Excerpt to read
Within the definition of a template class or nested class of a template class (or member function thereof), some names will be immediately bound to members of that class.

In such a context, the term current instantiation simply refers to the instantiation of that class template with its given parameters as arguments (i.e. the class or member that is actually being defined):

template < typename T1, typename T2 > struct C {
 
  C *p1;                // C is the current instantiation
  C< T1, T2 > *p2;      // C< T1, T2 > is the current instantiation
  C< T1 *, T2 * > *p3;  // C< T1 *, T2 * > is not the current instantiation
  C< T2, T1 > *p4;      // C< T2, T1 > is not the current instantiation
 
  struct D {
    D *q0;                  // D is the current instantiation
    C::D *q1;               // C::D is the current instantiation
    C< T1, T2 >::D *q2;     // C< T1, T2 >::D is the current instantiation
    C< T1 *, T2 * >::D *q3; // C< T1 *, T2 * >::D is not the current instantiation
    C< T2, T1 >::D *q4;     // C< T2, T1 >::D is not the current instantiation
  };
};
 
template < typename T1, typename T2 > struct C< T1 *, T2 * > {
  C *p1;                // C is the current instantiation
  C< T1 *, T2 * > *p2;  // C< T1 *, T2 * > is the current instantiation
  C< T1, T2 > *p3;      // C< T1, T2 > is not the current instantiation
};

Specifically, the current instantiation is referenced within a class template by one of:

• the template name [Ex: C in both templates above]
• the template name with its formal parameters as arguments [Ex: C< T1, T2 > within the primary template above, C< T1 *, T2 * > within the partial specialization above]

Or, within a nested class of a class template:

• the nested class name referenced as a member of the current instantiation [Ex: D, C::D, C< T1, T2 >::D above].

Work to complete
1. From the current instantiation excerpt, write out the passage starting at "Or, within a" and ending at "T2 >::D above].".
2. List the names of every pointer member declared inside the nested struct D in the current instantiation excerpt.
3. According to the current instantiation excerpt, which template name with arguments refers to the current instantiation within the partial specialization?

Entries provided

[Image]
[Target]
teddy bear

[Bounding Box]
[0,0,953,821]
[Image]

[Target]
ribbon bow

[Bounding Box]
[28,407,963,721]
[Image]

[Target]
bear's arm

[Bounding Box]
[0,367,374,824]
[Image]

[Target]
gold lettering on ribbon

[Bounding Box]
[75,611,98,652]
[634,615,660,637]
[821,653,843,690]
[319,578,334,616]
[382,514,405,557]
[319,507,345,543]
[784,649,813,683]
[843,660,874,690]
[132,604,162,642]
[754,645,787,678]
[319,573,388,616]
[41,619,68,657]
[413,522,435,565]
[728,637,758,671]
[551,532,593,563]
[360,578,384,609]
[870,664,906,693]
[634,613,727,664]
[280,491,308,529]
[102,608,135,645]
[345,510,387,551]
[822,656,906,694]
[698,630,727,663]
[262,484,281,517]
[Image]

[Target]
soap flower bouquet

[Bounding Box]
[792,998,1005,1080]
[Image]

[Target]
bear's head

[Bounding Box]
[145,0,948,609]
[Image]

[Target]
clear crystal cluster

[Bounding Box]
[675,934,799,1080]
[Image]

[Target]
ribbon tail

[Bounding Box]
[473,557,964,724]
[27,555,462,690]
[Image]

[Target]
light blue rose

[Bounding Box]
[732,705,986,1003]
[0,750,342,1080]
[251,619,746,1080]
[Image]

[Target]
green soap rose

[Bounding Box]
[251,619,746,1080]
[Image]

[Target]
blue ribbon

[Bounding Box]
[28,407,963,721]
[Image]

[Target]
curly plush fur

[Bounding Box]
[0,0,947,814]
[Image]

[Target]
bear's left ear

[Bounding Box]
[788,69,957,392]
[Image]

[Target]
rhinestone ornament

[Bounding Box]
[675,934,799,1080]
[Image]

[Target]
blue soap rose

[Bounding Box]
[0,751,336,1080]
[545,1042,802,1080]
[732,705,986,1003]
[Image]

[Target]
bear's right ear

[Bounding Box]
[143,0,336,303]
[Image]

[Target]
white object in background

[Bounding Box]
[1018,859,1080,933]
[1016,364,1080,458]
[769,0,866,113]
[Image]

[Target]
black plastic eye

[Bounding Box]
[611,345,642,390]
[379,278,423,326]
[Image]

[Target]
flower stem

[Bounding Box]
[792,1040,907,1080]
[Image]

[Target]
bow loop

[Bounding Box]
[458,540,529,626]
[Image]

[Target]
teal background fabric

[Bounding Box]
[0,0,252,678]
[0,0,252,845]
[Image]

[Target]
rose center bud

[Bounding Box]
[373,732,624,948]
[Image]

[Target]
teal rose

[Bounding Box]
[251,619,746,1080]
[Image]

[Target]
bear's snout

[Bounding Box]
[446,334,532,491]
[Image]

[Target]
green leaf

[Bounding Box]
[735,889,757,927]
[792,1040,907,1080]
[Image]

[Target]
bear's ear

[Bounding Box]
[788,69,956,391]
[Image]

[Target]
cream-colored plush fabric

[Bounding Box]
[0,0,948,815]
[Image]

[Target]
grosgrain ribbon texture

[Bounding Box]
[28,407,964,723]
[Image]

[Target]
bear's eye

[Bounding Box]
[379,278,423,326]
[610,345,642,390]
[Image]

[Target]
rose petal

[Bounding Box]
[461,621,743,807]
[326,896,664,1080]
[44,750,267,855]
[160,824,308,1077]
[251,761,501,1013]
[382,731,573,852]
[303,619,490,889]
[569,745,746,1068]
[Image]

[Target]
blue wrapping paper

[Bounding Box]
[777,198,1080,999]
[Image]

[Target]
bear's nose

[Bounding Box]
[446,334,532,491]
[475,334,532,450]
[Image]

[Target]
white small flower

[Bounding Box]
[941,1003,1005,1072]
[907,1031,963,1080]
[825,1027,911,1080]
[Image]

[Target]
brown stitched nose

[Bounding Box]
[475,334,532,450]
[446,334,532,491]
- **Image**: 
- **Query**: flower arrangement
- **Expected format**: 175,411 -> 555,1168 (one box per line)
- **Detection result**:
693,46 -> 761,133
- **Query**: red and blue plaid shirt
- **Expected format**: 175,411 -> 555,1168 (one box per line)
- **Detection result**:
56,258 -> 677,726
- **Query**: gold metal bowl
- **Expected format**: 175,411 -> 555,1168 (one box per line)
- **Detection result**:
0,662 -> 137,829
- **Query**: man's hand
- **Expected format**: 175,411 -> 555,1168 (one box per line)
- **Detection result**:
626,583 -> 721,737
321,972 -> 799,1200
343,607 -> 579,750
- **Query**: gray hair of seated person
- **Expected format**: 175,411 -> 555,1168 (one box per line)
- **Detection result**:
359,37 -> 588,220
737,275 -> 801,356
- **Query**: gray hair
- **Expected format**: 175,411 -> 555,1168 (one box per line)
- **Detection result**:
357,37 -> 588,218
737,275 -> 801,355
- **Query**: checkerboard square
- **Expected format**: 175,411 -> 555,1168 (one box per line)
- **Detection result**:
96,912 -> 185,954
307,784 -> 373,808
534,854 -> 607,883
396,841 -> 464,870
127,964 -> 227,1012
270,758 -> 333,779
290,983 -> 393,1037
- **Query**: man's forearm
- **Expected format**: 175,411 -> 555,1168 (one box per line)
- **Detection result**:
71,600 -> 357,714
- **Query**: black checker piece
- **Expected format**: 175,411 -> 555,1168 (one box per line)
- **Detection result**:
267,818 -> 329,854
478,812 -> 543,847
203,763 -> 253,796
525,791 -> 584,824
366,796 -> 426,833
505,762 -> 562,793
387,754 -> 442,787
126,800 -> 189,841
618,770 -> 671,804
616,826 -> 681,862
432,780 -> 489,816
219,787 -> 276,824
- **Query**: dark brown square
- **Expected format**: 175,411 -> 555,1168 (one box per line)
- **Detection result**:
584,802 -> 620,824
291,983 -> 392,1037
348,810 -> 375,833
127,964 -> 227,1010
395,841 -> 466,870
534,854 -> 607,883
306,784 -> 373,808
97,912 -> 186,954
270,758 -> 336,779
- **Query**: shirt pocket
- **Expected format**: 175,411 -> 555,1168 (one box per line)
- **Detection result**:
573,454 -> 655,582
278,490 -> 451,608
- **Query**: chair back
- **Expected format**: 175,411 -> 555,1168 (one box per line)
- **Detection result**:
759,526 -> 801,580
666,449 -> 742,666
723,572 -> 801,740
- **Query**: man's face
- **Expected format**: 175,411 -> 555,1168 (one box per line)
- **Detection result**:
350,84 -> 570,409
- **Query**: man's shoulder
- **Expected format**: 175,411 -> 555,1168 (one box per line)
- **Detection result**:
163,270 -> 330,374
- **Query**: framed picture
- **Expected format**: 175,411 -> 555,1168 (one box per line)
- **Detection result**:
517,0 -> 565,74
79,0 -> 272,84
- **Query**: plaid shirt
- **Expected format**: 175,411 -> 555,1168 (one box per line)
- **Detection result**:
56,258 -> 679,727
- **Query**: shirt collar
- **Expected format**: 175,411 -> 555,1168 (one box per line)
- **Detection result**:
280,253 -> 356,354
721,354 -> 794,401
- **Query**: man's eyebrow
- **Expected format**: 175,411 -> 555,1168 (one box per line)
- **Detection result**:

Solution set
1.
Or, within a nested class of a class template:

• the nested class name referenced as a member of the current instantiation [Ex: D, C::D, C< T1, T2 >::D above].

2. q0, q1, q2, q3, q4

3. C< T1 *, T2 * >